- [Text under study]
--- START ---
Thousands of police officers suing the Chief Constable for psychological distress suffered during the Troubles were dealt a major blow today after a judge threw out the 10 lead cases.
Sitting in Belfast High Court Mr Justice Patrick Coghlin dismissed all 10 lead plaintiffs in the McClurg v Chief Constable and Police Authority for Northern Ireland action, and refused any financial compensation.
On Friday 5,500 former RUC and serving PSNI officers won the right to sue Chief Constable Sir Hugh Orde for negligence in providing treatment for post-traumatic stress suffered as a result of years of violence in Northern Ireland.
The judge ruled there were "systemic failures" in the training, education and treatment for stress-related mental disorders in the force after 1988.
Today while acknowledging the lead cases - which were decided by both parties - were most representative of the trauma, Mr Coghlin said there had been a reluctance among officers to avail of help from the force's Occupational Health Unit which was set up in 1986.
In dismissing the case of Jennifer Hare, who was a member of the RUC photography branch for a number of years, the judge said she "was able to cope effectively" with the harrowing situations she witnessed and that she went on to have a successful career.
James Spencer Beggs had been a sergeant in Pomeroy, south Armagh, when he was medically retired. The 55-year-old was injured during a bomb attack in Newry in 1980. Five years later, just 50 yards from where he had almost been killed, four of his colleagues were blown up in an IRA bomb at Killeen Customs Post.
The judge recognised that Mr Beggs did suffer depression and PTSD but threw his case out. The judge ruled that the macho culture and reluctance to seek help meant it was unlikely that Mr Beggs would have sought treatment any earlier. Mr Beggs was not in court to hear the judgment.
--- END ---
- [Data shown]
--- START ---
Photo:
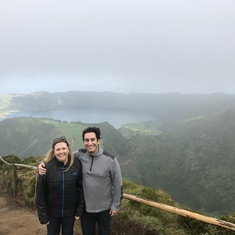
--- END ---
- [Work task 1] According to the report on the police officers' stress lawsuit, in what year was the force's Occupational Health Unit set up?
- [Work task 2] Continue the report on the police officers' stress lawsuit from its last sentence.

- [Written answer 1] 1986

- [Written answer 2]
The judge said that another officer, Lindsay Boal, suffered acute anxiety as the result of an explosion but that he had exaggerated the extent and nature of his symptoms. Outside the court Mr Boal refused to comment on the judge's findings.
Mr Justice Coghlin also ruled that more should have been done to help police suffering from post-traumatic stress disorder and similar psychological problems after 1988. He found there should have been an adequate system for stress awareness training for officers and their superiors in place by 1987-88.
But the joy of Friday's victory was replaced with shock and disbelief.
Trevor McIlrath, who was not one of the lead cases but is part of the bigger action said some officers would be "suicidal" over the judgment. He said it was one of the "darkest days" of the Troubles.
Dorcas Crawford, a solicitor representing many of the officers said the setback would help define which cases would be more likely to win in the future.
"The door remains opened. The judge saw 10 cases out of 5,000 odd and these were difficult cases. There would have been no point in us putting forward easy cases."
She urged the Chief Constable and NIO to negotiate with the Federation on the matter.
Terry Spence, chairman of the Police Federation said they were disappointed and raised concerns that some officers would be put off pursuing the action.